■ TASK REQUIREMENTS ■
Extract each line holding the word "stem" from the entries.

── DATA SHOWN

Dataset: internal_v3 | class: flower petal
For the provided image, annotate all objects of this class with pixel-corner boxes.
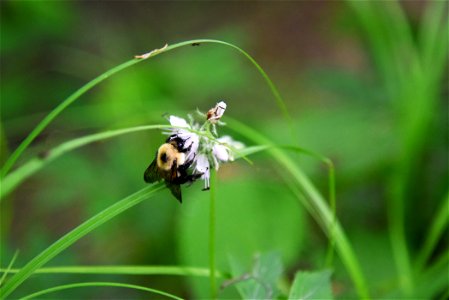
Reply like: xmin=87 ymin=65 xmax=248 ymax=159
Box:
xmin=194 ymin=154 xmax=211 ymax=189
xmin=195 ymin=154 xmax=210 ymax=173
xmin=169 ymin=116 xmax=189 ymax=128
xmin=218 ymin=135 xmax=244 ymax=149
xmin=214 ymin=101 xmax=227 ymax=119
xmin=213 ymin=144 xmax=229 ymax=162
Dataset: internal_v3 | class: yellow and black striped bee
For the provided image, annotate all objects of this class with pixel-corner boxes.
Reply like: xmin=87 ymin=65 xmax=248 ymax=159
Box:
xmin=144 ymin=135 xmax=201 ymax=203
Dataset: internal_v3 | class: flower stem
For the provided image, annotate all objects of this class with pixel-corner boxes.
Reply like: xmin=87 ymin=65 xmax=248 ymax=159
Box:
xmin=209 ymin=169 xmax=217 ymax=299
xmin=325 ymin=162 xmax=336 ymax=268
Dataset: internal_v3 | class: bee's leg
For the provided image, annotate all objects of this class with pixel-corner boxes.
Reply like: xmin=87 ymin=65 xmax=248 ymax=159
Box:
xmin=184 ymin=138 xmax=193 ymax=152
xmin=189 ymin=173 xmax=203 ymax=181
xmin=174 ymin=172 xmax=203 ymax=185
xmin=183 ymin=173 xmax=203 ymax=185
xmin=178 ymin=137 xmax=192 ymax=153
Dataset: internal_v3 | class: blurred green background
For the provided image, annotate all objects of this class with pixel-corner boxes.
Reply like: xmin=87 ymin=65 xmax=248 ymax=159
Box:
xmin=1 ymin=1 xmax=447 ymax=299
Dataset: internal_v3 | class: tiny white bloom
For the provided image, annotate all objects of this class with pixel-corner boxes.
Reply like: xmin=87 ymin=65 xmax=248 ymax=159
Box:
xmin=214 ymin=135 xmax=245 ymax=162
xmin=207 ymin=101 xmax=227 ymax=123
xmin=212 ymin=143 xmax=229 ymax=162
xmin=194 ymin=153 xmax=210 ymax=190
xmin=214 ymin=101 xmax=227 ymax=119
xmin=169 ymin=115 xmax=189 ymax=128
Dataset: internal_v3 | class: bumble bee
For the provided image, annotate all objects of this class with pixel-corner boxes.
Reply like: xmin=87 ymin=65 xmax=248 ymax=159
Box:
xmin=144 ymin=135 xmax=202 ymax=203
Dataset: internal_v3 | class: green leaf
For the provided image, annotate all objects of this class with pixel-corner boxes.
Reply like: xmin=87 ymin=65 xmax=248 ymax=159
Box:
xmin=228 ymin=252 xmax=283 ymax=300
xmin=289 ymin=270 xmax=333 ymax=300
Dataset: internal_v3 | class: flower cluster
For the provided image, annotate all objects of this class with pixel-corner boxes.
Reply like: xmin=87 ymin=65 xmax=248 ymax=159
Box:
xmin=163 ymin=101 xmax=243 ymax=190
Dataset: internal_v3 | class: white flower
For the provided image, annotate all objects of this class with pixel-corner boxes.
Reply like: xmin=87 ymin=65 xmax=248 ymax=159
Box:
xmin=211 ymin=136 xmax=245 ymax=168
xmin=159 ymin=103 xmax=244 ymax=192
xmin=194 ymin=153 xmax=210 ymax=190
xmin=212 ymin=143 xmax=229 ymax=162
xmin=207 ymin=101 xmax=227 ymax=124
xmin=169 ymin=115 xmax=189 ymax=128
xmin=194 ymin=136 xmax=245 ymax=190
xmin=214 ymin=135 xmax=244 ymax=162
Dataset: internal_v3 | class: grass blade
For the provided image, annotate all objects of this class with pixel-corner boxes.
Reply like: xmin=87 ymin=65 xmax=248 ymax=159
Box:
xmin=0 ymin=125 xmax=171 ymax=200
xmin=0 ymin=183 xmax=164 ymax=298
xmin=0 ymin=266 xmax=224 ymax=277
xmin=0 ymin=58 xmax=140 ymax=177
xmin=0 ymin=251 xmax=19 ymax=287
xmin=414 ymin=192 xmax=449 ymax=273
xmin=226 ymin=118 xmax=369 ymax=299
xmin=19 ymin=282 xmax=183 ymax=300
xmin=209 ymin=169 xmax=217 ymax=299
xmin=235 ymin=144 xmax=337 ymax=268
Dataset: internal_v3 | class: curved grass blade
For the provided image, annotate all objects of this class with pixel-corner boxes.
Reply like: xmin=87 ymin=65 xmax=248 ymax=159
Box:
xmin=0 ymin=266 xmax=225 ymax=278
xmin=0 ymin=125 xmax=171 ymax=200
xmin=19 ymin=281 xmax=183 ymax=300
xmin=1 ymin=39 xmax=293 ymax=178
xmin=226 ymin=118 xmax=369 ymax=299
xmin=0 ymin=183 xmax=164 ymax=298
xmin=0 ymin=251 xmax=19 ymax=287
xmin=0 ymin=58 xmax=140 ymax=178
xmin=236 ymin=144 xmax=337 ymax=267
xmin=414 ymin=192 xmax=449 ymax=273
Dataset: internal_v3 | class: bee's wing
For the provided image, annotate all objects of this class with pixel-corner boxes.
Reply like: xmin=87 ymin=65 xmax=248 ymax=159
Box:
xmin=167 ymin=183 xmax=182 ymax=203
xmin=144 ymin=159 xmax=161 ymax=183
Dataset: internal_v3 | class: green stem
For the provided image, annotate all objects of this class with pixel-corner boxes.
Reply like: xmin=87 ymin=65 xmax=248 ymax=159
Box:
xmin=209 ymin=169 xmax=217 ymax=299
xmin=0 ymin=125 xmax=172 ymax=200
xmin=387 ymin=178 xmax=413 ymax=294
xmin=325 ymin=162 xmax=336 ymax=268
xmin=0 ymin=250 xmax=19 ymax=286
xmin=0 ymin=184 xmax=164 ymax=298
xmin=19 ymin=282 xmax=183 ymax=300
xmin=414 ymin=192 xmax=449 ymax=273
xmin=0 ymin=266 xmax=225 ymax=277
xmin=0 ymin=59 xmax=140 ymax=177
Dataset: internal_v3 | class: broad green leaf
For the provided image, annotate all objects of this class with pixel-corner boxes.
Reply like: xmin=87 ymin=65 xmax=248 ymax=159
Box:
xmin=229 ymin=251 xmax=283 ymax=300
xmin=289 ymin=270 xmax=333 ymax=300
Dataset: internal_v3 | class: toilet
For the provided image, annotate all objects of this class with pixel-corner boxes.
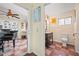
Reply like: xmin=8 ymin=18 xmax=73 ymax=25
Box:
xmin=61 ymin=34 xmax=69 ymax=47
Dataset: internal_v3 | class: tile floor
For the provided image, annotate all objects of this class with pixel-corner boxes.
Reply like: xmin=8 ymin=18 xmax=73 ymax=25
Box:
xmin=24 ymin=52 xmax=37 ymax=56
xmin=0 ymin=39 xmax=27 ymax=56
xmin=45 ymin=41 xmax=79 ymax=56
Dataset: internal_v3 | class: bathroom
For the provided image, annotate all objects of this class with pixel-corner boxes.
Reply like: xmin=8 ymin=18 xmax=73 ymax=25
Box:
xmin=45 ymin=3 xmax=79 ymax=56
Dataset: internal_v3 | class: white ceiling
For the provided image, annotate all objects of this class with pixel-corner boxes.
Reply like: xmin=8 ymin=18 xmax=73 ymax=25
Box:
xmin=16 ymin=3 xmax=32 ymax=10
xmin=45 ymin=3 xmax=76 ymax=17
xmin=0 ymin=3 xmax=75 ymax=21
xmin=0 ymin=3 xmax=30 ymax=21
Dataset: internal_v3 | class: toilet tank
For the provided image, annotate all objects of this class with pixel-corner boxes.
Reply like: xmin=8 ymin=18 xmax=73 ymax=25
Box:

────

■ OUTPUT OF THE EXERCISE ■
Dataset: internal_v3 | class: flower stem
Dataset: internal_v3 | class: green stem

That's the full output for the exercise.